>> Begin Source data
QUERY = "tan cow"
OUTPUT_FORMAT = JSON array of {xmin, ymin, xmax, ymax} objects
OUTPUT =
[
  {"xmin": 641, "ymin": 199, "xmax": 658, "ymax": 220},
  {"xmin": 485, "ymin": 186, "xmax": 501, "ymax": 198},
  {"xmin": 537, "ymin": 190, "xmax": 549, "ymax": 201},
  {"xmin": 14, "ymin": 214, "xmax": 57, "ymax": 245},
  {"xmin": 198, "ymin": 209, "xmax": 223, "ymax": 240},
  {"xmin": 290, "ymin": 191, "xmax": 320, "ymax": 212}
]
>> End Source data
* [Given instruction]: Convert every line in the records above into a JSON list of strings, with one string per line and blank lines omitted.

* [Task answer]:
[
  "QUERY = \"tan cow\"",
  "OUTPUT_FORMAT = JSON array of {xmin, ymin, xmax, ymax} objects",
  "OUTPUT =",
  "[",
  "  {\"xmin\": 641, \"ymin\": 199, \"xmax\": 658, \"ymax\": 220},",
  "  {\"xmin\": 485, \"ymin\": 186, \"xmax\": 501, \"ymax\": 198},",
  "  {\"xmin\": 537, \"ymin\": 190, \"xmax\": 549, \"ymax\": 201},",
  "  {\"xmin\": 14, \"ymin\": 214, \"xmax\": 57, \"ymax\": 245},",
  "  {\"xmin\": 198, \"ymin\": 209, \"xmax\": 223, \"ymax\": 240},",
  "  {\"xmin\": 290, \"ymin\": 191, \"xmax\": 320, \"ymax\": 212}",
  "]"
]